# THE PROBLEM:
Rewrite every item below with "innermost point" changed to "central point" and nothing else altered. Leave the pictures out of your version.
------------
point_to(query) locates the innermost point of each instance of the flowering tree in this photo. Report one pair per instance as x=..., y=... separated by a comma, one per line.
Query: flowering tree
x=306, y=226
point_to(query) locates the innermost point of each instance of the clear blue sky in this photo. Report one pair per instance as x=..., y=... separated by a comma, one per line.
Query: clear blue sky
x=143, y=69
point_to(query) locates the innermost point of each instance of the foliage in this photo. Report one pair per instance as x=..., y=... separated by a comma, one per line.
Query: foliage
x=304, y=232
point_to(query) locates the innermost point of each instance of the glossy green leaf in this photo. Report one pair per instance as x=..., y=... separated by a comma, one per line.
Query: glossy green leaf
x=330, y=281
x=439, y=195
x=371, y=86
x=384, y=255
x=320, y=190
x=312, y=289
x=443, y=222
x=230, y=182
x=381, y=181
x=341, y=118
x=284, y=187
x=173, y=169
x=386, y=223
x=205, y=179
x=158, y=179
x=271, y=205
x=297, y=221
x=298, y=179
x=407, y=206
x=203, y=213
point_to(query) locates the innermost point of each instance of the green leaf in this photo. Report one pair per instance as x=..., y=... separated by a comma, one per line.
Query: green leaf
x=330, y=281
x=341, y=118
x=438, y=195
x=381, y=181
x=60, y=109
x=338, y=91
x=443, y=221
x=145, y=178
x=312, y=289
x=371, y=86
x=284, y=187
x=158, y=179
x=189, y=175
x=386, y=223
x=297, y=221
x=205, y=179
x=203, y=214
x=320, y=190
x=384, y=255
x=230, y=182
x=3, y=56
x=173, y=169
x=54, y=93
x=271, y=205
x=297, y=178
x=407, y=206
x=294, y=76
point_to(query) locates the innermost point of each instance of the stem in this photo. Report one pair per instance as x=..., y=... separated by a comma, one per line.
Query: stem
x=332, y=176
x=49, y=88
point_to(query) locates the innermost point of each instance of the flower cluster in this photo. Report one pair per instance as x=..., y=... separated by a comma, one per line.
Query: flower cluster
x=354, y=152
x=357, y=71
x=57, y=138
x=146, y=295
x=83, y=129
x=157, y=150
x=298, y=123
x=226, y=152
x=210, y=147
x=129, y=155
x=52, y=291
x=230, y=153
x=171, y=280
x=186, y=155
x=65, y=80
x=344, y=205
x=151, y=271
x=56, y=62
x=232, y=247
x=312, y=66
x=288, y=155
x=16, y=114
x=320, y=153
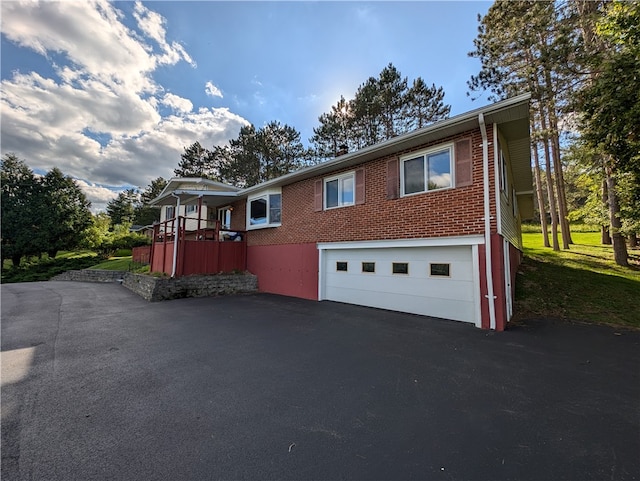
------------
# RESPONSE:
point_to(query) locates the central point of each instance of the flowering tree in this photo. Report one pair per instance as x=..., y=... separated by a comma, one per line.
Query: flowering tree
x=306, y=226
point_to(query) locates the central point of each instance of the clear blue sky in this photo. Report one pair per instance as x=..., y=... separated by a comma, one per line.
Query: clear blue sky
x=143, y=69
point_to(query) locates the central point of each instance of the foliage in this photo. Report one pair per instance as x=..., y=... separated by a comma, one per line.
Query: foliage
x=304, y=232
point_to(query) locates the central point of each instance of the glossy green leaf in this photo. Report one pair per instance as x=..., y=... separated by a comma, one per line.
Query: glossy green leaf
x=330, y=281
x=439, y=195
x=371, y=86
x=384, y=255
x=320, y=190
x=312, y=289
x=443, y=222
x=230, y=182
x=381, y=181
x=341, y=118
x=284, y=187
x=173, y=169
x=386, y=223
x=205, y=179
x=158, y=179
x=271, y=205
x=297, y=221
x=298, y=179
x=407, y=206
x=203, y=213
point_to(query) locates the central point of each instance of the green leaf in this photo. Report one pair per instance as x=..., y=... separated by a comma, one per line.
Query: green leaf
x=330, y=281
x=341, y=118
x=438, y=195
x=381, y=181
x=60, y=109
x=338, y=91
x=443, y=221
x=145, y=178
x=312, y=289
x=371, y=86
x=284, y=187
x=158, y=179
x=189, y=175
x=386, y=223
x=297, y=221
x=205, y=179
x=203, y=214
x=320, y=190
x=384, y=255
x=230, y=182
x=3, y=56
x=173, y=169
x=54, y=93
x=271, y=205
x=297, y=178
x=407, y=206
x=294, y=76
point_to(query) locates the central point of each instance of the stem in this photo. Report one pair per instance as x=..., y=... separated by a comma, one per line.
Query: stem
x=332, y=176
x=49, y=88
point_to(query) locates the central point of each instance of the flower cluster in this photo. Report one pair per instance as x=..., y=... separated by a comma, one per line.
Query: flower cluster
x=354, y=152
x=357, y=71
x=57, y=138
x=146, y=295
x=83, y=129
x=157, y=150
x=298, y=123
x=226, y=152
x=210, y=147
x=129, y=155
x=52, y=291
x=230, y=153
x=171, y=280
x=186, y=155
x=65, y=80
x=344, y=205
x=151, y=271
x=56, y=62
x=232, y=247
x=312, y=66
x=288, y=155
x=16, y=114
x=320, y=153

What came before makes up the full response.